# Dataset entries

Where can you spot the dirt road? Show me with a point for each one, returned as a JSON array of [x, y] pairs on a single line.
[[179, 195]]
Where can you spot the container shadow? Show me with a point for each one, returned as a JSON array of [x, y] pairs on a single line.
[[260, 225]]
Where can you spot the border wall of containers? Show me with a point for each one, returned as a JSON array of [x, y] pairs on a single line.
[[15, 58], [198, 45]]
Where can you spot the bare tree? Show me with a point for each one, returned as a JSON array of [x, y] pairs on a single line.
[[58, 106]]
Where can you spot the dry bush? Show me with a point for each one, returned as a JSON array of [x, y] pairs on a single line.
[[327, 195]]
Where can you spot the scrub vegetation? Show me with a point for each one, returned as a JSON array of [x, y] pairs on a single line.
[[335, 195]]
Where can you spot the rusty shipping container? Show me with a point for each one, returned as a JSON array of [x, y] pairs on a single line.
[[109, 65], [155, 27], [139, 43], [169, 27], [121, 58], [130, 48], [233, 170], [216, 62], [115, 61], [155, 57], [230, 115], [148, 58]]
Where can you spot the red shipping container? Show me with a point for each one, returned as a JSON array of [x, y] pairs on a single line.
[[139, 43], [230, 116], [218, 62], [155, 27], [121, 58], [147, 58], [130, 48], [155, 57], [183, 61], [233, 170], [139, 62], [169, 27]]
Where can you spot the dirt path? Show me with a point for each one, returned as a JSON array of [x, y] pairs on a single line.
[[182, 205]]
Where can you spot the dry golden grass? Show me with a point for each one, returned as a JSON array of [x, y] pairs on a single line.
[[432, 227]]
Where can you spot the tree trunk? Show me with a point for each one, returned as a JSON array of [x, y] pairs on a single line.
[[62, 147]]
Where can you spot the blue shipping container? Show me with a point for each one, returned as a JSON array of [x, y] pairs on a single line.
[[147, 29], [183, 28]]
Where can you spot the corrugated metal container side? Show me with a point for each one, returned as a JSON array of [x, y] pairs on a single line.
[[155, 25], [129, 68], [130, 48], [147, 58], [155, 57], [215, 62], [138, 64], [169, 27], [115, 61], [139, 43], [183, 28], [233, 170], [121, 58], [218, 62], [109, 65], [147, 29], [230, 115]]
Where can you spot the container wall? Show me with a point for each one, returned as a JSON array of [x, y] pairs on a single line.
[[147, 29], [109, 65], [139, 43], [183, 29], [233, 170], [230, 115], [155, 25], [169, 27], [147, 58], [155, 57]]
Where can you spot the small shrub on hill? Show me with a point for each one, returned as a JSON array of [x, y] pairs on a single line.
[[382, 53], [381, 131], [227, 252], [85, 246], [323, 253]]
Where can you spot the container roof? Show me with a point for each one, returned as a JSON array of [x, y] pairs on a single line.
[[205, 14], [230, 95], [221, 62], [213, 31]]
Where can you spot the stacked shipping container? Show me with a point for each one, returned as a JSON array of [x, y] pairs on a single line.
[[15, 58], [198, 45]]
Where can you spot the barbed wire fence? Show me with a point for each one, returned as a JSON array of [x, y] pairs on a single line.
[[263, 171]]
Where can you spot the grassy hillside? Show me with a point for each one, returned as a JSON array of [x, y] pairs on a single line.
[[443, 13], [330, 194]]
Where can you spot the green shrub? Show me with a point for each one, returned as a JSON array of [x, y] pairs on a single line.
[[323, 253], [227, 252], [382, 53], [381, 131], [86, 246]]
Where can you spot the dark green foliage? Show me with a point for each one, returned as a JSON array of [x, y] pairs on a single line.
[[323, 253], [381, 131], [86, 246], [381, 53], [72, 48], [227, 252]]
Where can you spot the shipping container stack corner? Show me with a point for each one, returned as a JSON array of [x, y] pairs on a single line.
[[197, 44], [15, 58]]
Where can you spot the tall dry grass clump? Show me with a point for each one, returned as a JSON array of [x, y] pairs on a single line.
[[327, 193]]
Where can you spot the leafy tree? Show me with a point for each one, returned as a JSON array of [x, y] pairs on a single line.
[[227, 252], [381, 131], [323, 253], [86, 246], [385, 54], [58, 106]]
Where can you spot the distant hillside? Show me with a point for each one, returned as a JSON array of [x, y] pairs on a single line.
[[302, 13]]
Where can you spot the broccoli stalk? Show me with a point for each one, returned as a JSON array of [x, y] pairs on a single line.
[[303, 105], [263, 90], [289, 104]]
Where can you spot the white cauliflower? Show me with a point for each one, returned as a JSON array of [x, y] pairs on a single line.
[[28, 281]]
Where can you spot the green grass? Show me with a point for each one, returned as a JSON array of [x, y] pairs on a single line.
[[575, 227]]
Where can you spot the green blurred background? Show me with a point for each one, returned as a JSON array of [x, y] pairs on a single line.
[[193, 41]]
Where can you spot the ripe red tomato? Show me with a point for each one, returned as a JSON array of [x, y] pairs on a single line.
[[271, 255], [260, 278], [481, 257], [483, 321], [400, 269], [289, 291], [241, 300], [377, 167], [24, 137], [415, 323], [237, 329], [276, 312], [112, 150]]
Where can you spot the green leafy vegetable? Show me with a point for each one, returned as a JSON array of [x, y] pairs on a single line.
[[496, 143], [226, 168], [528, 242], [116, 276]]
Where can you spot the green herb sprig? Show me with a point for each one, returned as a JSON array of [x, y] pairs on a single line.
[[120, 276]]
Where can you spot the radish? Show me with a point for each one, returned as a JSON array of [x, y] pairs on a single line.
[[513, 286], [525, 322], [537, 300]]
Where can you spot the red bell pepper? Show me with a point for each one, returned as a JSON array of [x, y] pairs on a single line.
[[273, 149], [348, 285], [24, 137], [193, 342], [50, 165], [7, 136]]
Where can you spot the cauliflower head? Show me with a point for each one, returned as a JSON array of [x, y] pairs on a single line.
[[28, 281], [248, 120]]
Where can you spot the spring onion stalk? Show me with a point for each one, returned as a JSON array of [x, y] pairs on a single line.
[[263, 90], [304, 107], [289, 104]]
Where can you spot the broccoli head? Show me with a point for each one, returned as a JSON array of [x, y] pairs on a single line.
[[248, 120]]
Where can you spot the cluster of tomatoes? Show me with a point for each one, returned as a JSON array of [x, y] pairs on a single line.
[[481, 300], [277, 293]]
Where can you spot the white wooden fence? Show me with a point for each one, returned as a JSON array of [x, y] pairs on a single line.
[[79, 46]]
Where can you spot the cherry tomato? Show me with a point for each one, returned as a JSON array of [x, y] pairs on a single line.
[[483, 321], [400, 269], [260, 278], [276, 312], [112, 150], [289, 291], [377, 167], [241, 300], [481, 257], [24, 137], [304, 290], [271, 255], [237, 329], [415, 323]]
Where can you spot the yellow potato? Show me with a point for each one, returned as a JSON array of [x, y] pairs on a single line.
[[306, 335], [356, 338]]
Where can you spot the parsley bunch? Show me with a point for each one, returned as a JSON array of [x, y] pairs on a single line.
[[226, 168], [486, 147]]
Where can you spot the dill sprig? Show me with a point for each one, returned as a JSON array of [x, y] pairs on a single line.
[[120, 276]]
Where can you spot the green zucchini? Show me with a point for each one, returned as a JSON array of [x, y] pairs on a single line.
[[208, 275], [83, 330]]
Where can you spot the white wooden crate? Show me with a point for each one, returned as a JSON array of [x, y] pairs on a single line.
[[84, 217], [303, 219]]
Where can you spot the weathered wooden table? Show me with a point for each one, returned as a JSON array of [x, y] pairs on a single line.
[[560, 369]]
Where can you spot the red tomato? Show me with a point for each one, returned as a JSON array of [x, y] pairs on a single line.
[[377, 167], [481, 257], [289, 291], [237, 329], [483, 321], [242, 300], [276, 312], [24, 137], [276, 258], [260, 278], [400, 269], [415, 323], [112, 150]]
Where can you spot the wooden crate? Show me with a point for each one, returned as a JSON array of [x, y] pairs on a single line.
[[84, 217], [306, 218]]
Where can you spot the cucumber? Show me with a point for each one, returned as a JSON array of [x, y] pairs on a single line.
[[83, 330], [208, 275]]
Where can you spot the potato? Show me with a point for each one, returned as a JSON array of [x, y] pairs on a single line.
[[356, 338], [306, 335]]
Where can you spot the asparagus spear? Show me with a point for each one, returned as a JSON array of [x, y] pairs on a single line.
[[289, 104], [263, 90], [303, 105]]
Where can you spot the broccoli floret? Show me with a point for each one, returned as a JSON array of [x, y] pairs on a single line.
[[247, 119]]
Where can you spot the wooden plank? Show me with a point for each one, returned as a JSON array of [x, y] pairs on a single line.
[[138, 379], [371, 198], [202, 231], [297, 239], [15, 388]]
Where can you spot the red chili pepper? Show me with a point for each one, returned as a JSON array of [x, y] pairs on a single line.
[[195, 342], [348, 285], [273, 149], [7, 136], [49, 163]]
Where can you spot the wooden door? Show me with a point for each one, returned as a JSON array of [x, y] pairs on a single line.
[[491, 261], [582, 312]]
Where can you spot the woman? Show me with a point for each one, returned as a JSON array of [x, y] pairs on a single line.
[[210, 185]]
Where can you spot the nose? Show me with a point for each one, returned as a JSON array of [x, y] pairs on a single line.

# WHAT NEEDS TO BE DONE
Write out, word for word, the part of the entries that begins with the line containing "Where can you spot the green blurred" and ends with the line containing "[[496, 143], [226, 168], [528, 242], [116, 276]]", both of those lines included.

# EXERCISE RESPONSE
Where can you spot the green blurred background? Show me with a point for each one, returned as a JSON array of [x, y] pairs on a single line.
[[193, 41]]
Where can you spot the ripe red tomato? Show me with a point for each one, returned as a JSON array of [x, y] pairs on a single line.
[[271, 255], [260, 278], [481, 257], [483, 321], [400, 269], [289, 291], [241, 300], [377, 167], [24, 137], [415, 323], [237, 329], [276, 312], [112, 150]]
Where can you spot the green leafy vegetable? Show me with a point for each one, returned as a JSON array of [x, y] pairs on a single line.
[[496, 143], [226, 168], [528, 242], [116, 276]]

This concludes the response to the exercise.